**What you need to do**. Return every one of the items below word for word, changing nothing.

=== Stored data ===

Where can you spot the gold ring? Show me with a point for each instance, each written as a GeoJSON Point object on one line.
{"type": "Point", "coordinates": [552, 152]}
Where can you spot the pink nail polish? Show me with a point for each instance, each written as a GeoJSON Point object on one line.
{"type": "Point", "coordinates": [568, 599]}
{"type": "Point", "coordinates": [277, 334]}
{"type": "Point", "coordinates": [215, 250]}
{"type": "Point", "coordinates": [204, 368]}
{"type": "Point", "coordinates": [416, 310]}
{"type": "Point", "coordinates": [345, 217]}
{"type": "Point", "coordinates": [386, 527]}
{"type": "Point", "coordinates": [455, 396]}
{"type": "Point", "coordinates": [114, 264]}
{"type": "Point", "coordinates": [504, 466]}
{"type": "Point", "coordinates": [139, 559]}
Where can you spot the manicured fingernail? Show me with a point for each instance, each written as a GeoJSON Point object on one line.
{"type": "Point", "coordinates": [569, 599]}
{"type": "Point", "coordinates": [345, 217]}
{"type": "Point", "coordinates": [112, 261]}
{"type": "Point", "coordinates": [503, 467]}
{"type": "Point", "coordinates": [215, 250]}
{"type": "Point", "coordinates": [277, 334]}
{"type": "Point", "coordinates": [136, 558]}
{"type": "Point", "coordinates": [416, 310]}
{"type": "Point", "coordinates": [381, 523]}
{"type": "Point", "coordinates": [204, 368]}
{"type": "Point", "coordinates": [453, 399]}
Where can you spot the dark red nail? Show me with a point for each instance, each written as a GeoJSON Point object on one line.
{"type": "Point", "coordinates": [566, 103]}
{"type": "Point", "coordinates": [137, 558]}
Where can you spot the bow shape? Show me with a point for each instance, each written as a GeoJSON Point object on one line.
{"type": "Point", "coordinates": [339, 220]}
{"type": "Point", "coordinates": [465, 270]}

===

**The reply**.
Where can you spot the gold ring? Show me with a point for each instance, each written as a GeoJSON Point object on one line.
{"type": "Point", "coordinates": [552, 152]}
Where can you spot the pink nail polish? Show me with a point for each instance, each written as a GeoJSON Point object on one line.
{"type": "Point", "coordinates": [568, 599]}
{"type": "Point", "coordinates": [277, 334]}
{"type": "Point", "coordinates": [215, 250]}
{"type": "Point", "coordinates": [204, 368]}
{"type": "Point", "coordinates": [416, 310]}
{"type": "Point", "coordinates": [345, 217]}
{"type": "Point", "coordinates": [386, 527]}
{"type": "Point", "coordinates": [455, 396]}
{"type": "Point", "coordinates": [114, 264]}
{"type": "Point", "coordinates": [504, 466]}
{"type": "Point", "coordinates": [139, 559]}
Where can you spot the manicured fingernail? Show me with a point for each instance, each written as a GeoJSON Point object on one line.
{"type": "Point", "coordinates": [569, 599]}
{"type": "Point", "coordinates": [345, 217]}
{"type": "Point", "coordinates": [112, 261]}
{"type": "Point", "coordinates": [503, 467]}
{"type": "Point", "coordinates": [215, 250]}
{"type": "Point", "coordinates": [277, 334]}
{"type": "Point", "coordinates": [136, 558]}
{"type": "Point", "coordinates": [416, 310]}
{"type": "Point", "coordinates": [381, 523]}
{"type": "Point", "coordinates": [204, 368]}
{"type": "Point", "coordinates": [453, 399]}
Where can you spot the dark red nail? Show me with a point for each instance, each written as a GeoJSON Point object on one line.
{"type": "Point", "coordinates": [566, 103]}
{"type": "Point", "coordinates": [137, 558]}
Where can you spot the bow shape? Show me with a point for each instance, each written as a GeoJSON Point object on one line.
{"type": "Point", "coordinates": [339, 220]}
{"type": "Point", "coordinates": [465, 270]}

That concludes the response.